Requirements:
Substitute "marker" for every "keypoint" in the data below, and return the data with nothing else changed and the pictures left out.

Data to use:
===

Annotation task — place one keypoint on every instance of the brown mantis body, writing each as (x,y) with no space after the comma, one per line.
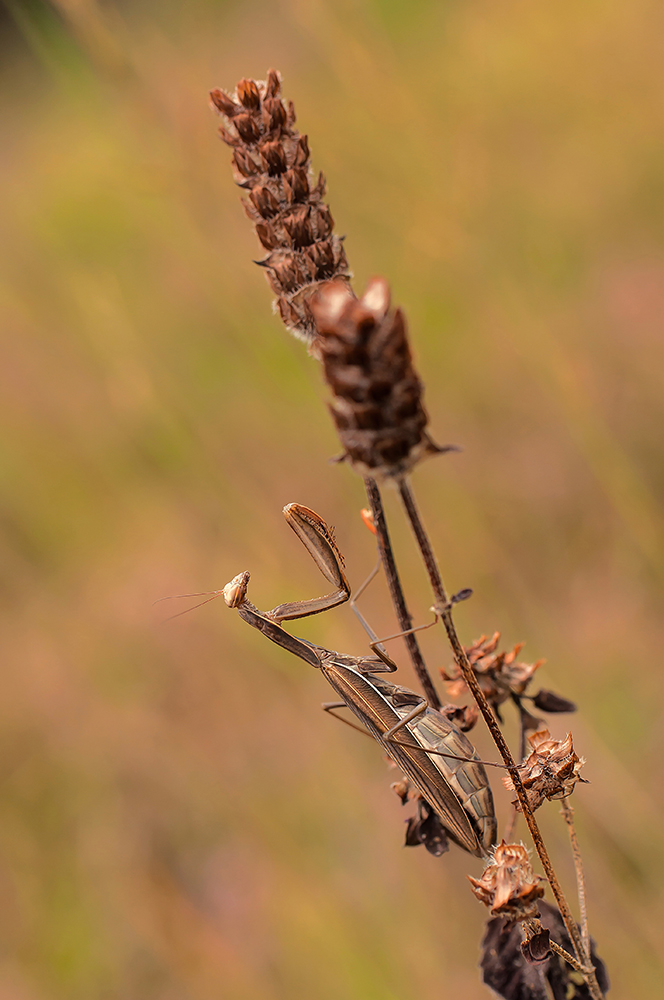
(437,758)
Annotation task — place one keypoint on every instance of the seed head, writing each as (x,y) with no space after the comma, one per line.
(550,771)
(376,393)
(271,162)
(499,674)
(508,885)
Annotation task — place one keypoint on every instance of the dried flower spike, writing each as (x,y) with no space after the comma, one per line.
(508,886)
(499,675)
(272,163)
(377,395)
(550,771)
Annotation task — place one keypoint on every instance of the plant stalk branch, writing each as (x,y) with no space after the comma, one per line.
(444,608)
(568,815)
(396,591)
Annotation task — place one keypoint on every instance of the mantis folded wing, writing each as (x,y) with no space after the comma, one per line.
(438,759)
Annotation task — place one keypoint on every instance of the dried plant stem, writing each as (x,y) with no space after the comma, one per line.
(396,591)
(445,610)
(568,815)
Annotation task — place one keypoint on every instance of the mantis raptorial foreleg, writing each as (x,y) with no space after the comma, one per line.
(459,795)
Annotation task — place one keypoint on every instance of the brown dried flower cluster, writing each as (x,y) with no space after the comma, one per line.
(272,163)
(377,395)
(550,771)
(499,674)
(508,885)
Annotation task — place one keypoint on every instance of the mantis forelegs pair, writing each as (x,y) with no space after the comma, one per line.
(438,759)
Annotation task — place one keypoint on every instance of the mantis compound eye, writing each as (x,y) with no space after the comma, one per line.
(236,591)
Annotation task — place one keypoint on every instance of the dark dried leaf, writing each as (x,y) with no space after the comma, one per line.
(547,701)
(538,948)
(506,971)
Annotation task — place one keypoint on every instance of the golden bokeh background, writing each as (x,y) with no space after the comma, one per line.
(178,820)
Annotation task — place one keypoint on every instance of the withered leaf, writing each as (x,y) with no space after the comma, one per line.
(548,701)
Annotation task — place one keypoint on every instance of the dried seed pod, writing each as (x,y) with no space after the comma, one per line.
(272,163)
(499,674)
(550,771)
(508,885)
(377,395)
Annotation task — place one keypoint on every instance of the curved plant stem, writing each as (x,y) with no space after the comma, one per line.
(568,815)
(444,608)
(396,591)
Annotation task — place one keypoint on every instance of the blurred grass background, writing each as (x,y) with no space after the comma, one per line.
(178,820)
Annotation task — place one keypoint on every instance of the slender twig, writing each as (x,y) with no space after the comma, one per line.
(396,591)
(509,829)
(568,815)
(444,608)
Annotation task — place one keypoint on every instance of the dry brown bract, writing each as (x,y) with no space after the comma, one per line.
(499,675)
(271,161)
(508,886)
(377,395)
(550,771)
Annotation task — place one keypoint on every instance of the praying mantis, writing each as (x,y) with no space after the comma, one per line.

===

Complete output:
Annotation task — place one marker on every instance of the brown mantis body, writing each as (x,y) with no space after the comma, one per line.
(437,758)
Annotation task — place one marker on every instance of the seed head, writing each as (x,y) with no space after the comma, one per line.
(550,771)
(376,393)
(271,162)
(499,674)
(508,885)
Annotation task — place one marker on every instance of the dried flower spike, writing each as (x,y) with no space after the comma, one per line.
(508,886)
(499,675)
(272,163)
(377,395)
(550,771)
Annotation task — place one marker on every instance of the plant stalk branch, writing each as (x,y) with no space after the comma, one per line.
(444,608)
(568,815)
(396,591)
Annotation task — place one marker on every instance of the mantis folded wing, writing each as (x,y) with no space after the comma, one per line.
(438,759)
Annotation task — place one marker on every instance of the dried plant stem, writing each as (x,y) with no space after the comma, one per line.
(396,591)
(445,610)
(568,815)
Annotation task — place one marker on every instance of the mantis raptorial foreleg, writing each as (x,y) with no space after the comma, one per line.
(459,795)
Annotation task — place one marker on every instance of the brown dried flower cluster, writing each as (x,y) with no space after the comma, one per line.
(272,163)
(377,395)
(550,771)
(499,674)
(508,885)
Annotation task — place one marker on every instance of the mantis forelegs pair, writing each as (x,y) with no space after the comma, one per line.
(438,759)
Annotation task — place one marker on every instance of the mantis compound eye, writing each as (x,y) with no space after the comma, one per line.
(236,591)
Annotation task — place one marker on every instance of the dark dried leaf, writing each as (x,y) with no space after the comma, one per line.
(547,701)
(538,948)
(506,971)
Annotation task — place one marker on every instance of the golden bokeh background, writing each as (x,y) with no space after the comma, one per line.
(178,820)
Annotation task — place one marker on every instance of the withered leaf, writing each as (x,y) with no space after the comma, one per line.
(548,701)
Annotation task — place one marker on every instance of the dried seed pod, writing each as (x,y) with no space after the comma, one per line.
(272,163)
(499,674)
(550,771)
(508,885)
(377,395)
Annotation task — place one marker on every instance of the curved plant stem, writing each as (x,y) with no space after the comma, one per line.
(568,815)
(444,608)
(396,591)
Annotation task — place one marker on every instance of the blurred grass background, writing each as (x,y) with no space after the comma, one per line.
(178,820)
Annotation task — place one marker on every instance of the slender twig, writing each as (x,y) with no space after the comma, one per line.
(396,591)
(509,829)
(568,815)
(444,608)
Annotation task — place one marker on every instance of the dry brown bract, writing each as (x,y) with no space after the comma, one per line.
(499,675)
(271,161)
(508,886)
(377,395)
(550,771)
Annotation task — place one marker on every instance of the praying mantis, writing each as (x,y) with no space after the comma, one per line.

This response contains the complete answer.